Supplied material START

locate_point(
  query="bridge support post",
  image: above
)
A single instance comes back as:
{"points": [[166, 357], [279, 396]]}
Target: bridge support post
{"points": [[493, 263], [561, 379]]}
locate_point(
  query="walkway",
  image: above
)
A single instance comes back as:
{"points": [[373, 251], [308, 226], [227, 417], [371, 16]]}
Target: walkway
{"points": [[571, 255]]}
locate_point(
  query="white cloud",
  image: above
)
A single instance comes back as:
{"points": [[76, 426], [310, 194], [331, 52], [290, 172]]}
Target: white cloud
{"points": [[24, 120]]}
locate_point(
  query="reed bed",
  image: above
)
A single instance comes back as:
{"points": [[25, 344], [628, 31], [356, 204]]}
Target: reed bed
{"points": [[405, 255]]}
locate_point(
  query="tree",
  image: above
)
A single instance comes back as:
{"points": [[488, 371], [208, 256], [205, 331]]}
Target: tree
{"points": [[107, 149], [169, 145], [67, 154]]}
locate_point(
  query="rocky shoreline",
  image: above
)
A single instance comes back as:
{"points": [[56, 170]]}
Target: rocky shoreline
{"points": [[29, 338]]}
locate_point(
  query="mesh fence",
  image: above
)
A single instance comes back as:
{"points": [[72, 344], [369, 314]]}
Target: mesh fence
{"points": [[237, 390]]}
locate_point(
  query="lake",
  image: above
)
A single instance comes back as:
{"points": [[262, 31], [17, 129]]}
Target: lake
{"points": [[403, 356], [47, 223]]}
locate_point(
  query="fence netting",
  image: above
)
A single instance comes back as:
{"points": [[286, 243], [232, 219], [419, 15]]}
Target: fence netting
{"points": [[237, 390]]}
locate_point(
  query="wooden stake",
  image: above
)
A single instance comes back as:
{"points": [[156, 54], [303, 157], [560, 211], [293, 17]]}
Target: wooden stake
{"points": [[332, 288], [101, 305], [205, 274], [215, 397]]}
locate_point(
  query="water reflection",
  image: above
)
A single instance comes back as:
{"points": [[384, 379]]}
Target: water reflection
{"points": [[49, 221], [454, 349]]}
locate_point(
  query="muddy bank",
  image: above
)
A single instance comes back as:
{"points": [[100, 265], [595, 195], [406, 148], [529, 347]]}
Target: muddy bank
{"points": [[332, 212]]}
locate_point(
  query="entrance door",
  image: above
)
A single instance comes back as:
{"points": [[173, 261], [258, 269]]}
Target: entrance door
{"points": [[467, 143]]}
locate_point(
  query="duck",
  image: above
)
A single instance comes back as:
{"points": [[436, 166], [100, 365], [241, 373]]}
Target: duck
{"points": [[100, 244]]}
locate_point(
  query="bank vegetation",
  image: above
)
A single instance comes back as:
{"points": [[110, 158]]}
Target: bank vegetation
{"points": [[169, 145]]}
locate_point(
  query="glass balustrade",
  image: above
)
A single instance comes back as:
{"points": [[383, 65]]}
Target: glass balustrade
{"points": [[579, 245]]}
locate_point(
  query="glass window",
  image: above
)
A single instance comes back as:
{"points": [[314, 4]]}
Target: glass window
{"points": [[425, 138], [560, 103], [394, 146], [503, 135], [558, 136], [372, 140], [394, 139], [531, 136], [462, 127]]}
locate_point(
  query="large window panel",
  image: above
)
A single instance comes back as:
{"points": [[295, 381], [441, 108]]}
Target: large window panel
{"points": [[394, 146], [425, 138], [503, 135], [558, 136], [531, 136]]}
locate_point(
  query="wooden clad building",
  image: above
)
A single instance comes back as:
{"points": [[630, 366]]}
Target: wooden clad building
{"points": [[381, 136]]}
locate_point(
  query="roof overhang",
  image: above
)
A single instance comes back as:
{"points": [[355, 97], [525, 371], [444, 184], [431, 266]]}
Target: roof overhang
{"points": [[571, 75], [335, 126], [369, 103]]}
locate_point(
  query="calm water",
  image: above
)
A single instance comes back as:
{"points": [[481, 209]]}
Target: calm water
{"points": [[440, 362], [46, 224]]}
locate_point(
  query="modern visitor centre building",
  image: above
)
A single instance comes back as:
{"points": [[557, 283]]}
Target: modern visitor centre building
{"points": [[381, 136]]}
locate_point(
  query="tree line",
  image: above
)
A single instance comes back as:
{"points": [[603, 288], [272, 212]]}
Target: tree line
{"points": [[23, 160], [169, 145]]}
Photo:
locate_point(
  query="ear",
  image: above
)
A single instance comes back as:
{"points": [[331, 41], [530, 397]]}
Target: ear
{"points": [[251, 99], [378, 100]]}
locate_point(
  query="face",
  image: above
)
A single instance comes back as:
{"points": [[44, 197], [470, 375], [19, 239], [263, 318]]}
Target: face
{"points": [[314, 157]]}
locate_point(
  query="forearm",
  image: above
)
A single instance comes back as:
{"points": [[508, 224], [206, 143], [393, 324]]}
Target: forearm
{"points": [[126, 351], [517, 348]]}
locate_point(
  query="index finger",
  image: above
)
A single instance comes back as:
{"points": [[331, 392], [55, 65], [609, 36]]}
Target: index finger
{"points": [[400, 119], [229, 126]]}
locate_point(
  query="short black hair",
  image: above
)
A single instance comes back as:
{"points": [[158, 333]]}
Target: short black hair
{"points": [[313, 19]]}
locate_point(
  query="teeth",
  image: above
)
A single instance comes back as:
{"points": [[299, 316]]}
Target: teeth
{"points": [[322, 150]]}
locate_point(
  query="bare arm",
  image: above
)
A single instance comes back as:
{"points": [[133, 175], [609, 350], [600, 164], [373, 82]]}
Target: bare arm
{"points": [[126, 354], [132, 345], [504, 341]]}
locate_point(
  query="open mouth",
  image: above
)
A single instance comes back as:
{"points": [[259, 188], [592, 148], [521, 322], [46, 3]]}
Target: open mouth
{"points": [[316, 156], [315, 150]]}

Supplied material END

_To do_
Would it be possible to reproduce all the entries exactly as they appear above?

_Task result_
locate_point(
  query="bridge support post",
  image: above
)
A single instance comes back as:
{"points": [[166, 357], [279, 396]]}
Target: bridge support post
{"points": [[493, 263], [561, 379]]}
locate_point(
  query="walkway",
  image: above
)
A single instance comes back as:
{"points": [[373, 251], [308, 226], [227, 417], [371, 16]]}
Target: walkway
{"points": [[571, 255]]}
locate_point(
  query="white cloud",
  image: above
)
A single instance comes back as:
{"points": [[76, 426], [310, 194], [331, 52], [290, 172]]}
Target: white cloud
{"points": [[24, 120]]}
locate_point(
  query="reed bed",
  image: above
)
A single instance comes back as:
{"points": [[25, 344], [628, 31], [356, 204]]}
Target: reed bed
{"points": [[405, 255]]}
locate_point(
  query="tree",
  image: above
)
A single instance comes back as:
{"points": [[488, 371], [208, 256], [205, 331]]}
Target: tree
{"points": [[107, 149], [169, 145], [67, 154]]}
locate_point(
  query="rocky shoreline",
  image: above
)
A single instance comes back as:
{"points": [[56, 170]]}
Target: rocky shoreline
{"points": [[29, 338]]}
locate_point(
  query="mesh fence",
  image: above
)
A single instance comes back as:
{"points": [[72, 344], [369, 314]]}
Target: mesh fence
{"points": [[237, 390]]}
locate_point(
  query="lake",
  image: above
)
A single instance comes back as:
{"points": [[262, 31], [17, 129]]}
Target: lake
{"points": [[403, 356], [47, 223]]}
locate_point(
  query="fence netting",
  image: above
)
A single instance comes back as:
{"points": [[286, 243], [232, 219], [419, 15]]}
Target: fence netting
{"points": [[237, 390]]}
locate_point(
  query="wooden stake",
  image: above
)
A single instance comes back as:
{"points": [[156, 54], [303, 157], [560, 211], [293, 17]]}
Target: wooden stake
{"points": [[332, 288], [101, 305], [205, 274], [215, 397]]}
locate_point(
  query="water reflection",
  image: above
)
A single instance comes back as:
{"points": [[384, 379]]}
Target: water reflection
{"points": [[49, 221], [454, 349]]}
locate_point(
  query="muddy bank",
  image: above
)
A single instance comes back as:
{"points": [[100, 265], [595, 195], [406, 148], [529, 347]]}
Target: muddy bank
{"points": [[332, 212]]}
locate_point(
  query="entrance door",
  image: above
)
A single instance comes back as:
{"points": [[173, 261], [258, 269]]}
Target: entrance door
{"points": [[467, 143]]}
locate_point(
  query="duck",
  image: above
)
A single instance comes back as:
{"points": [[436, 166], [100, 365], [241, 373]]}
Target: duck
{"points": [[100, 244]]}
locate_point(
  query="bank vegetation",
  image: above
)
A single instance comes back as:
{"points": [[110, 158]]}
Target: bank vegetation
{"points": [[169, 145]]}
locate_point(
  query="glass balustrade",
  image: above
)
A single instance comes back as:
{"points": [[383, 65]]}
Target: glass balustrade
{"points": [[579, 245]]}
locate_point(
  query="glass window",
  image: above
)
A single instance comes back as:
{"points": [[314, 4]]}
Target: glass window
{"points": [[425, 138], [560, 103], [394, 146], [503, 135], [558, 136], [372, 140], [394, 139], [531, 136], [462, 127]]}
locate_point(
  query="large window panel",
  image: above
)
A single instance comes back as:
{"points": [[295, 381], [441, 108]]}
Target: large window panel
{"points": [[394, 146], [425, 138], [503, 135], [558, 136], [531, 136]]}
locate_point(
  query="wooden clad building",
  image: above
)
A single instance comes back as:
{"points": [[630, 366]]}
Target: wooden clad building
{"points": [[381, 136]]}
locate_point(
  query="roof overhang",
  image: above
)
A single instance comes back as:
{"points": [[355, 97], [525, 371], [444, 184], [431, 266]]}
Target: roof overhang
{"points": [[571, 75], [335, 126], [369, 103]]}
locate_point(
  query="calm water",
  image: above
)
A single instance comes back as:
{"points": [[481, 209]]}
Target: calm water
{"points": [[440, 362], [46, 224]]}
locate_point(
  query="modern visitor centre building",
  image: above
)
A single instance comes back as:
{"points": [[557, 283]]}
Target: modern visitor centre building
{"points": [[381, 136]]}
locate_point(
  query="tree line",
  image: above
)
A single instance comes back as:
{"points": [[603, 288], [272, 212]]}
Target: tree line
{"points": [[23, 160], [169, 145]]}
Photo:
locate_point(
  query="ear",
  image: above
)
A single instance comes back as:
{"points": [[331, 41], [530, 397]]}
Target: ear
{"points": [[251, 99], [378, 100]]}
locate_point(
  query="face",
  image: above
)
A single instance comes back as:
{"points": [[44, 197], [470, 375], [19, 239], [263, 318]]}
Target: face
{"points": [[314, 157]]}
locate_point(
  query="forearm",
  image: above
)
A single instance comes back as:
{"points": [[508, 224], [206, 143], [393, 324]]}
Target: forearm
{"points": [[126, 351], [517, 348]]}
locate_point(
  query="index finger",
  image: above
)
A single instance comes back as:
{"points": [[331, 392], [55, 65], [609, 36]]}
Target: index finger
{"points": [[400, 119], [229, 126]]}
locate_point(
  query="short black hair",
  image: above
)
A single instance comes back as:
{"points": [[158, 333]]}
Target: short black hair
{"points": [[313, 19]]}
locate_point(
  query="teeth",
  image: above
)
A single instance comes back as:
{"points": [[299, 316]]}
Target: teeth
{"points": [[322, 150]]}
locate_point(
  query="bare arm",
  image: above
)
A single instance comes back as:
{"points": [[133, 175], [609, 350], [600, 164], [373, 82]]}
Target: bare arm
{"points": [[126, 354], [132, 345], [504, 341]]}
locate_point(
  query="open mouth",
  image: above
)
A single instance comes back as:
{"points": [[259, 188], [592, 148], [521, 322], [46, 3]]}
Target: open mouth
{"points": [[316, 156], [315, 150]]}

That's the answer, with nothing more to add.